**Given task A:** Scale the coordinates in the records. Reproduce every line of the records, starting with the first line and ending after the line that contains "top-left (402, 213), bottom-right (462, 246)". In the bounding-box answers, multiply each pixel coordinate by 0.3 and round to a whole number, with halves rounding up. Leave the format samples unchanged and omit the pictures.

**Document text:**
The Technomancer
card-carrying scientician
Lovett is right and this is a critique that the center-left is going to eventually have an answer to. It doesn't at the moment.
https://medium.com/@freddiedeboer/i...adequacy-of-the-democratic-party-b2b6be6c2891
I feel like the critique is forgetting that the reason the far left doesn't have the ability to pull on the center-left is because they don't have the voting bloc to seriously challenge Democrats in primaries. The Tea Party gained its power by wielding that sort of influence on Republicans.
I think it is more than clear that the choice isn't between bad and worse. The choice is between a basic thing and a really bad thing. Positing the situation this way is ceding ground to the right, not vindicating the left. Because then you start by thinking a reasonable, basic consideration is 'bad'.

**Supplied data:**
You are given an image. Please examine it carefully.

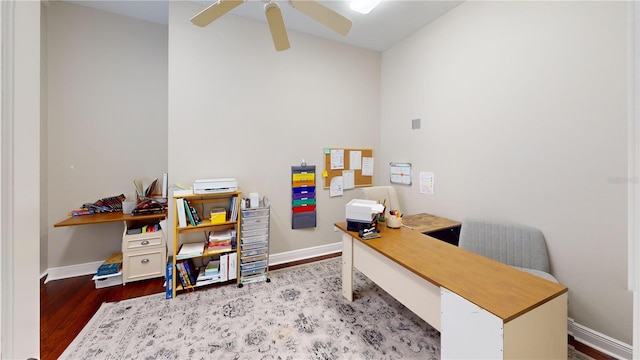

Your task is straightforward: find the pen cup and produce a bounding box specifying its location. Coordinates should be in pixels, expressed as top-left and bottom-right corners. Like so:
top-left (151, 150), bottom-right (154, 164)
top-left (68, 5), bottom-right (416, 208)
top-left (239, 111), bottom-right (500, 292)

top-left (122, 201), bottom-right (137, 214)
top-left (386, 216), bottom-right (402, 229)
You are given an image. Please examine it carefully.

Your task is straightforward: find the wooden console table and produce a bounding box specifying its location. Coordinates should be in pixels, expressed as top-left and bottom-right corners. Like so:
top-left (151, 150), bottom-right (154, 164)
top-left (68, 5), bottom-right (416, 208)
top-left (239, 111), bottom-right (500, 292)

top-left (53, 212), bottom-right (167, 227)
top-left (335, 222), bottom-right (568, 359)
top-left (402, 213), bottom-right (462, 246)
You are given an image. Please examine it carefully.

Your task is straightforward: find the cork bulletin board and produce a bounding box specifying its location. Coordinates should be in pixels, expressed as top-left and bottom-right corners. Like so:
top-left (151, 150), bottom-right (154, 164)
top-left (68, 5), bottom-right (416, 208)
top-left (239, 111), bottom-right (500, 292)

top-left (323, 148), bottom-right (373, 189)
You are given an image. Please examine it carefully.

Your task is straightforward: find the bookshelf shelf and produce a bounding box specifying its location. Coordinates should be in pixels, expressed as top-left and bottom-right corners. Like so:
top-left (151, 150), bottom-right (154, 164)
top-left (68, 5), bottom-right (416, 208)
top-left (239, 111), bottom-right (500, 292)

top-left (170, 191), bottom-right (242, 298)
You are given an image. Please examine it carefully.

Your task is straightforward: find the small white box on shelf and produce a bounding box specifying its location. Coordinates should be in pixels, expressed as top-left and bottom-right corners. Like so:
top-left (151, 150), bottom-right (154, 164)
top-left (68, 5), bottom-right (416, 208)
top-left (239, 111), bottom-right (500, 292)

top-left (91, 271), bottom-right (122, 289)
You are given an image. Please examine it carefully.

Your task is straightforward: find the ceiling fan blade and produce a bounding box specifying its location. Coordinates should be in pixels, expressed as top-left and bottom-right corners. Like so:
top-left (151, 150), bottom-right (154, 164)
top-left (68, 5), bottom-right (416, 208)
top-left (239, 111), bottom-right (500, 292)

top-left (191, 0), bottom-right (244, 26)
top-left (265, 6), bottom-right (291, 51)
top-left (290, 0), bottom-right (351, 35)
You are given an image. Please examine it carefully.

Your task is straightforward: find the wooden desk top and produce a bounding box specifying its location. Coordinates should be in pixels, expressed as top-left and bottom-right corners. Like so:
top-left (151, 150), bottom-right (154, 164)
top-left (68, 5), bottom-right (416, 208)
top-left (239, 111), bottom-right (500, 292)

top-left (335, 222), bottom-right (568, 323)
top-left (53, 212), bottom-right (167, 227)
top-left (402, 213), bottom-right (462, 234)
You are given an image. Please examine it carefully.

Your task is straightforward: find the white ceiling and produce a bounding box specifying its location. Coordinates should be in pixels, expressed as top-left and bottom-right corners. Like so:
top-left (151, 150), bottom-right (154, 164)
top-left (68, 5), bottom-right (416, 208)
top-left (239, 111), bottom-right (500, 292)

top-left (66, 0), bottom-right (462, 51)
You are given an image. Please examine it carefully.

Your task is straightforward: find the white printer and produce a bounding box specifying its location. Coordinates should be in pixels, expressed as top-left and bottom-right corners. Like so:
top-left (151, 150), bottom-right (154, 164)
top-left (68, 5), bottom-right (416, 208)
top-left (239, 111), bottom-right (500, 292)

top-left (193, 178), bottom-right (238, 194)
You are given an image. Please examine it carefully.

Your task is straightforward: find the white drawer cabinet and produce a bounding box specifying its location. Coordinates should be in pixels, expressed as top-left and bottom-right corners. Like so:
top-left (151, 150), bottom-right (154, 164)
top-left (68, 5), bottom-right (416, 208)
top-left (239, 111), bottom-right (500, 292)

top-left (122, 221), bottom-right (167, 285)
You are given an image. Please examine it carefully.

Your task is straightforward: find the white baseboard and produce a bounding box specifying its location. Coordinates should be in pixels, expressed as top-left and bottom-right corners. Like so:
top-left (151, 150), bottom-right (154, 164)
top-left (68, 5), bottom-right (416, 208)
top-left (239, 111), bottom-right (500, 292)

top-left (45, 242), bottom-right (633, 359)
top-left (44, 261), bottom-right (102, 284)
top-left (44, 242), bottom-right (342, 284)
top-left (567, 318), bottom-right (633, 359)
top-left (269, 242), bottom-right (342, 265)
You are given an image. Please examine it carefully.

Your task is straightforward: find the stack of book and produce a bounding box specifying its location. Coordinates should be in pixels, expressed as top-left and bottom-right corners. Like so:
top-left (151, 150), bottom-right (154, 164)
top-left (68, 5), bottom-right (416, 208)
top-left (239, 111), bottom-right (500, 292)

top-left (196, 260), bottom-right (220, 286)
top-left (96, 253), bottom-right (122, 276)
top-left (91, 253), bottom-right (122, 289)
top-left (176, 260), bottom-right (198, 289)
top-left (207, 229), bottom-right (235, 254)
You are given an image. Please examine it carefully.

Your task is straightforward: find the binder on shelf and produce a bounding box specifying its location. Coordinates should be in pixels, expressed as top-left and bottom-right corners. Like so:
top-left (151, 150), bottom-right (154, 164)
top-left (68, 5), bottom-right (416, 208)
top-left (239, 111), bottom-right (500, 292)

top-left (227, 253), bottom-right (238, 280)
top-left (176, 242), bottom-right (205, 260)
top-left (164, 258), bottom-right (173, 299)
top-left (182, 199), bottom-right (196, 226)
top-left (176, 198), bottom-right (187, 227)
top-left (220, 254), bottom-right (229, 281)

**Given task B:** Revise a passage of the forum post. Begin at the words "The Technomancer", stop after "at the moment.", and replace "center-left" with "moderate wing".

**Complete output A:**
You are given an image. Please examine it carefully.


Your task is straightforward: find the pen cup and produce a bounding box specifying its location. Coordinates should be in pixels, expressed as top-left and bottom-right corners. Like so:
top-left (151, 150), bottom-right (154, 164)
top-left (68, 5), bottom-right (416, 208)
top-left (239, 111), bottom-right (500, 292)

top-left (37, 60), bottom-right (41, 64)
top-left (116, 65), bottom-right (121, 69)
You are given an image. Please examine it carefully.

Your task is straightforward: find the wooden console table and produce a bounding box specifying its location. Coordinates should be in pixels, expressed as top-left and bottom-right corners. Like so:
top-left (151, 150), bottom-right (154, 164)
top-left (68, 5), bottom-right (416, 208)
top-left (239, 111), bottom-right (500, 292)

top-left (16, 64), bottom-right (50, 68)
top-left (101, 67), bottom-right (170, 108)
top-left (121, 64), bottom-right (139, 74)

**Complete output B:**
The Technomancer
card-carrying scientician
Lovett is right and this is a critique that the moderate wing is going to eventually have an answer to. It doesn't at the moment.